▶ Written problem
Return every entry exactly.

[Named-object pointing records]
────────
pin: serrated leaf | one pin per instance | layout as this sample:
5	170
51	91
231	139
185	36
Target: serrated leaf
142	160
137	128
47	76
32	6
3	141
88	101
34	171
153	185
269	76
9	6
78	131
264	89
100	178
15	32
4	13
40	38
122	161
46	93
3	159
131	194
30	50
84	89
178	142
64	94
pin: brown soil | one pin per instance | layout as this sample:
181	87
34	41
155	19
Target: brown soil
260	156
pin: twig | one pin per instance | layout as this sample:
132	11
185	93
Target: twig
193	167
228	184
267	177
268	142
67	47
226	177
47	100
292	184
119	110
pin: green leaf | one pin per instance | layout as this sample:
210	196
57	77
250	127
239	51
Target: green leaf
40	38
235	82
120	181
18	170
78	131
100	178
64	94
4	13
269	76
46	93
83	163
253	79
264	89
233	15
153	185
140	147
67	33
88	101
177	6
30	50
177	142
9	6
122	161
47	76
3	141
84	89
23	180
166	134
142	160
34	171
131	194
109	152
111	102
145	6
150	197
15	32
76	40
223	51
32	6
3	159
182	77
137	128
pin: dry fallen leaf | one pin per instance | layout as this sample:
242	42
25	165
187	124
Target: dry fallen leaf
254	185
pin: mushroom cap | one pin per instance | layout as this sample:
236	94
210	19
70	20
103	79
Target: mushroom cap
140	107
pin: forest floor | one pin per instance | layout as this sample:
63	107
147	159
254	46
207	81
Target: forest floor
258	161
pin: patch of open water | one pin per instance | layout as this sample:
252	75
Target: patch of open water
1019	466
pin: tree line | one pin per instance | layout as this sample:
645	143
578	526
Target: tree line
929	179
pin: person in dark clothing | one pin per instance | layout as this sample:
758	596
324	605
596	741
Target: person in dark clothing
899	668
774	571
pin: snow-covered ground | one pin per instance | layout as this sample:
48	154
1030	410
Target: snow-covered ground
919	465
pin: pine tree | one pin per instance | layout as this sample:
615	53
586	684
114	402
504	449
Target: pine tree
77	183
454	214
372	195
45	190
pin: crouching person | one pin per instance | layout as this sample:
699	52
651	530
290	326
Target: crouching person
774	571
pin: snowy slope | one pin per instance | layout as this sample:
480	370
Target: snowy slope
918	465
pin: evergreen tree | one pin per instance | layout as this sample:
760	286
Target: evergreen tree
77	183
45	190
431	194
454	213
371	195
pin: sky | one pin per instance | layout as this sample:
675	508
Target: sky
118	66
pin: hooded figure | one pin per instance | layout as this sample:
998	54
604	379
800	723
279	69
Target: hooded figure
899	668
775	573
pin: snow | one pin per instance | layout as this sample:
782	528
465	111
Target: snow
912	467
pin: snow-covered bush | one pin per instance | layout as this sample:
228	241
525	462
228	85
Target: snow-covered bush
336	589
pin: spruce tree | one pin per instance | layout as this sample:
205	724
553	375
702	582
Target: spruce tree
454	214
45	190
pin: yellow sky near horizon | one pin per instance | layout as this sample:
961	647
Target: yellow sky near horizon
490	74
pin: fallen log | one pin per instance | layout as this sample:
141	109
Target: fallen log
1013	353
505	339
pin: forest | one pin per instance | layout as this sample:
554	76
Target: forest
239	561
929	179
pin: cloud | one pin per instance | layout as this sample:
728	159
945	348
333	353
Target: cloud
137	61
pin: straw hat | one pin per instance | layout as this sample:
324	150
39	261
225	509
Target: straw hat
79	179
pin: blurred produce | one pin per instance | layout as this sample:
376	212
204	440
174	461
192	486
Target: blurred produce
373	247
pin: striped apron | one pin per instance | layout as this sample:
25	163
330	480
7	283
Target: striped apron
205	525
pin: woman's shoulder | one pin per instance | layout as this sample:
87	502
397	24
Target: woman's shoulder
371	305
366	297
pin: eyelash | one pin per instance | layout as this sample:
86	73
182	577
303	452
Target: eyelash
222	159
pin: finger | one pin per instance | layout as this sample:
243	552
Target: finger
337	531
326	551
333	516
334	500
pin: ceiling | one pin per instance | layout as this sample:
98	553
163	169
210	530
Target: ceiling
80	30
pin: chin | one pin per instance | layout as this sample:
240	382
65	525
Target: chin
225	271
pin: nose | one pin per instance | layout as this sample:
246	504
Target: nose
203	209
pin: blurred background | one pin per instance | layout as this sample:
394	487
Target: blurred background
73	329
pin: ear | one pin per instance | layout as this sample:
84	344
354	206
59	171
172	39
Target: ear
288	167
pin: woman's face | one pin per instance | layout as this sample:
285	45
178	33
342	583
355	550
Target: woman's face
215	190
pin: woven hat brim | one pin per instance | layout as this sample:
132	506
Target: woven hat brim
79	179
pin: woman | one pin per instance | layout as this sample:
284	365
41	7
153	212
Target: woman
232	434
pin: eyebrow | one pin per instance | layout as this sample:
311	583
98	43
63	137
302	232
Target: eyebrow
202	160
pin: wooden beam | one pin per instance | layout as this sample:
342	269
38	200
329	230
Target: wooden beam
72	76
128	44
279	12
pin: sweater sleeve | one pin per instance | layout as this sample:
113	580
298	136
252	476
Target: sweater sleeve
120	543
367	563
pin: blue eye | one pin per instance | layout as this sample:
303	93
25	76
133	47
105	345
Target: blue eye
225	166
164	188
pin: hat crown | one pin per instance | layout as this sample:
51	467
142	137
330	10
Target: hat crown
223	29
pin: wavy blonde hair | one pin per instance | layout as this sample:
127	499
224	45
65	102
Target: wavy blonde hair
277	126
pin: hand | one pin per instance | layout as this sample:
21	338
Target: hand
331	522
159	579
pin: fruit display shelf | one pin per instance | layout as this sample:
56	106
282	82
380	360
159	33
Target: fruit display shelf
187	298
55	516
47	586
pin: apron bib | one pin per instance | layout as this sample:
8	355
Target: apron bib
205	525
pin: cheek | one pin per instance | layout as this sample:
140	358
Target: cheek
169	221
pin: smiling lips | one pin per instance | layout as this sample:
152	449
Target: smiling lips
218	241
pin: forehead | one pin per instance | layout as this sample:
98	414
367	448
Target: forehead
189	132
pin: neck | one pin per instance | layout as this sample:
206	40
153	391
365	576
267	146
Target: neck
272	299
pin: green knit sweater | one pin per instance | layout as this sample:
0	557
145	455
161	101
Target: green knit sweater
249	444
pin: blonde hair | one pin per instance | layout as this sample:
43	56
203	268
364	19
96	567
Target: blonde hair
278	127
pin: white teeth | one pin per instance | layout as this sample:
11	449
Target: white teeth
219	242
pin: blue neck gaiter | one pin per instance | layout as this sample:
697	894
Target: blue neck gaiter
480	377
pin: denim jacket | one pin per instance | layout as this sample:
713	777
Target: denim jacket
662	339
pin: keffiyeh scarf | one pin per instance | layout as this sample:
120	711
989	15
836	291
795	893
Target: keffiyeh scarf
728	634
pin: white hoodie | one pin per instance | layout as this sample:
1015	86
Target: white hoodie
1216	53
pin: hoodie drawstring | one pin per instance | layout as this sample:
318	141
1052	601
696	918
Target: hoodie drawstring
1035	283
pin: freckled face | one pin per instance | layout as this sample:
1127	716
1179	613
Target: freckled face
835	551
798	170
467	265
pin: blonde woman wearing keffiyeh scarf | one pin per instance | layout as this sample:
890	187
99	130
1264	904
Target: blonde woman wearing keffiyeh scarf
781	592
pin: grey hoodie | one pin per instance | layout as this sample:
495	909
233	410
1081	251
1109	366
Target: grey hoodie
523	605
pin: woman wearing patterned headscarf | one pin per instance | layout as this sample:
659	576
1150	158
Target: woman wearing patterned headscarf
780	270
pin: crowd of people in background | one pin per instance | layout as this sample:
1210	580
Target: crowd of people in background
────────
▶ Exercise result
pin: serrated leaf | one pin per instance | layout as this sample:
5	170
51	91
231	139
185	36
Target: serrated leaf
142	160
137	128
47	76
32	6
3	141
88	101
34	171
153	185
269	76
9	6
78	131
264	89
100	178
15	32
4	13
40	38
122	161
46	93
3	159
131	194
30	50
84	89
178	142
64	94
pin: brown soil | one pin per instance | layout as this sample:
181	87
34	41
155	19
Target: brown soil
260	156
pin: twig | one pin per instance | layout as this sample:
132	11
185	93
Target: twig
193	167
228	184
267	177
268	142
67	47
226	177
47	100
292	184
119	110
pin: green leaf | one pin per instance | layout as this sample:
210	196
57	77
250	127
239	51
Target: green leaf
40	38
235	82
120	181
18	170
78	131
100	178
64	94
4	13
269	76
46	93
83	163
253	79
264	89
233	15
153	185
140	147
67	33
88	101
177	6
30	50
177	142
9	6
122	161
47	76
3	141
84	89
23	180
166	134
142	160
34	171
131	194
109	152
111	102
145	6
150	197
15	32
76	40
223	51
32	6
3	159
182	77
137	128
pin: dry fallen leaf | one pin per instance | layout as this sample:
242	42
25	165
187	124
Target: dry fallen leaf
254	185
pin: mushroom cap | one pin per instance | layout as this sample:
236	94
210	19
70	20
103	79
Target: mushroom cap
140	107
pin: forest floor | one pin per instance | layout as this sample:
63	107
147	159
254	46
207	81
Target: forest floor
258	161
pin: patch of open water | one pin per instance | layout as this sample:
252	75
Target: patch of open water
1019	466
pin: tree line | one pin per instance | layout as this sample:
645	143
578	526
Target: tree line
929	179
pin: person in dark clothing | one pin per instance | layout as this sample:
758	596
324	605
596	741
Target: person in dark clothing
899	668
774	571
pin: snow-covered ground | one pin per instance | layout as this sample:
48	154
1030	410
Target: snow-covered ground
919	465
pin: pine tree | one pin per instance | layout as this sample:
615	53
586	684
114	402
504	449
Target: pine tree
77	183
454	214
372	195
45	190
pin: crouching person | one pin per instance | layout as this sample:
699	52
651	530
290	326
Target: crouching person
774	571
pin: snowy slope | one pin per instance | layout as this sample:
480	370
Target: snowy slope
918	465
pin: evergreen tree | one pin per instance | layout as this sample:
760	286
Target: evergreen tree
77	183
45	190
431	194
454	213
371	195
pin: sky | one pin per instance | layout as this sample:
675	508
Target: sky
118	66
pin: hooded figure | one pin per instance | layout as this sample:
998	54
604	379
800	723
279	69
Target: hooded figure
899	668
775	573
pin: snow | one pin per instance | layout as this sample:
782	528
465	111
Target: snow
912	467
pin: snow-covered bush | one pin per instance | layout as this sample:
228	241
525	462
228	85
Target: snow-covered bush
336	589
pin: spruce tree | one pin per instance | layout as this sample:
205	724
553	375
702	582
Target: spruce tree
454	214
45	190
pin: yellow sky near horizon | one pin per instance | layout as this sample:
961	647
Target: yellow sky near horizon
490	74
pin: fallen log | one pin per instance | layout as this sample:
141	109
Target: fallen log
1013	353
505	339
pin: forest | one pin per instance | layout as this sample:
554	76
Target: forest
239	561
929	179
pin: cloud | one pin per instance | layout as this sample:
728	159
945	348
333	353
Target: cloud
137	61
pin: straw hat | one pin per instance | layout as this sample:
324	150
39	261
225	509
Target: straw hat
79	179
pin: blurred produce | one pin per instance | layout as this sample:
376	212
204	440
174	461
192	486
Target: blurred produce
373	247
pin: striped apron | one pin per instance | layout as this sample:
25	163
330	480
7	283
Target: striped apron
205	525
pin: woman's shoulder | one pin per instance | layout as this sample:
87	502
397	24
Target: woman's shoulder
371	305
366	297
pin: eyelash | one pin per instance | layout as this sample:
86	73
182	577
303	452
Target: eyelash
222	159
pin: finger | one pin per instance | layout as this sample:
243	552
Target: finger
337	531
326	551
333	516
334	500
pin: ceiling | one pin per instance | layout as this sample:
98	553
163	169
210	530
Target: ceiling
80	30
pin: chin | one pin per instance | layout as this sample:
240	382
65	525
Target: chin
225	271
pin: nose | one pin per instance | layout as this sample:
246	504
Target: nose
203	209
pin: blurred background | one pin per instance | layout as this sample:
394	487
Target: blurred background
73	329
pin: ear | one pin per instance | layout as this sample:
84	344
354	206
59	171
172	39
Target: ear
288	167
pin: woman's face | one pin per instance | layout as this sample:
285	45
178	33
342	583
355	550
Target: woman's face
215	190
pin: woven hat brim | one pin per instance | layout as this sample:
132	506
Target: woven hat brim
79	179
pin: woman | one pin per instance | layout as this sample:
284	365
41	7
153	212
Target: woman
232	434
pin: eyebrow | one pin per instance | layout as this sample:
311	583
98	43
63	137
302	232
Target: eyebrow
202	160
pin: wooden beam | one pin per instance | layout as this sample:
342	269
38	200
329	230
Target: wooden beam
72	76
128	44
279	12
pin: sweater sleeve | one pin per instance | layout as this sample:
113	580
298	136
252	476
Target: sweater sleeve
120	543
367	563
pin: blue eye | one pin per instance | layout as this sample:
303	93
25	76
133	47
105	345
Target: blue eye
225	166
164	188
pin: hat crown | one pin per instance | layout as this sample:
51	467
142	137
330	10
Target: hat crown
223	29
pin: wavy blonde hair | one pin per instance | layout as this sample:
127	499
224	45
65	102
Target: wavy blonde hair
277	126
pin: hand | one pin per instance | layout as this sample:
21	338
Target: hand
331	522
159	579
pin: fruit display shelf | one pin per instance | layout as this sample:
56	106
282	82
380	360
159	33
Target: fruit display shelf
187	298
55	516
47	586
pin: apron bib | one pin per instance | layout as this sample:
8	355
Target: apron bib
205	525
pin: cheek | one pin per instance | layout as this sample:
140	358
Target: cheek
169	221
pin: smiling lips | one pin per instance | layout as this sample:
152	449
Target: smiling lips
218	241
pin: forehead | one pin per instance | layout as this sample:
98	414
367	448
Target: forehead
189	132
pin: neck | one pin per instance | layout as this sample:
206	40
153	391
365	576
267	146
Target: neck
272	299
pin: green knit sweater | one pin per instance | layout as this sample:
0	557
145	455
161	101
Target: green knit sweater
249	444
pin: blonde hair | one pin per instance | layout as this sample:
43	56
203	268
364	19
96	567
Target: blonde hair
278	127
pin: white teeth | one pin per instance | layout as this sample:
11	449
Target: white teeth
219	242
pin: blue neck gaiter | one pin per instance | layout as this sample:
697	894
Target: blue neck gaiter
480	377
pin: denim jacket | one pin per instance | layout as this sample:
713	777
Target: denim jacket
662	339
pin: keffiyeh scarf | one pin per instance | layout as this sample:
120	711
989	15
836	291
795	893
Target: keffiyeh scarf
728	634
pin: white hoodie | one pin per instance | layout as this sample:
1015	86
Target: white hoodie
1216	53
pin: hoodie drawstring | one pin per instance | layout as this sample:
318	141
1052	601
696	918
Target: hoodie drawstring
1035	283
pin: freckled face | one pin per instance | layout as this sample:
1127	716
1179	613
Target: freckled face
835	551
798	170
467	265
pin: blonde woman wearing keffiyeh scarf | one pin per instance | layout as this sample:
890	187
99	130
1264	904
Target: blonde woman wearing keffiyeh scarf
781	592
pin: grey hoodie | one pin per instance | layout as this sample:
495	909
233	410
1081	251
1109	366
Target: grey hoodie
523	605
pin: woman wearing patterned headscarf | one pin per instance | layout as this sample:
659	576
1150	158
Target: woman wearing patterned headscarf
780	270
pin: crowd of people in background | one pin per instance | layout as this sample:
1210	580
Target: crowd of people in background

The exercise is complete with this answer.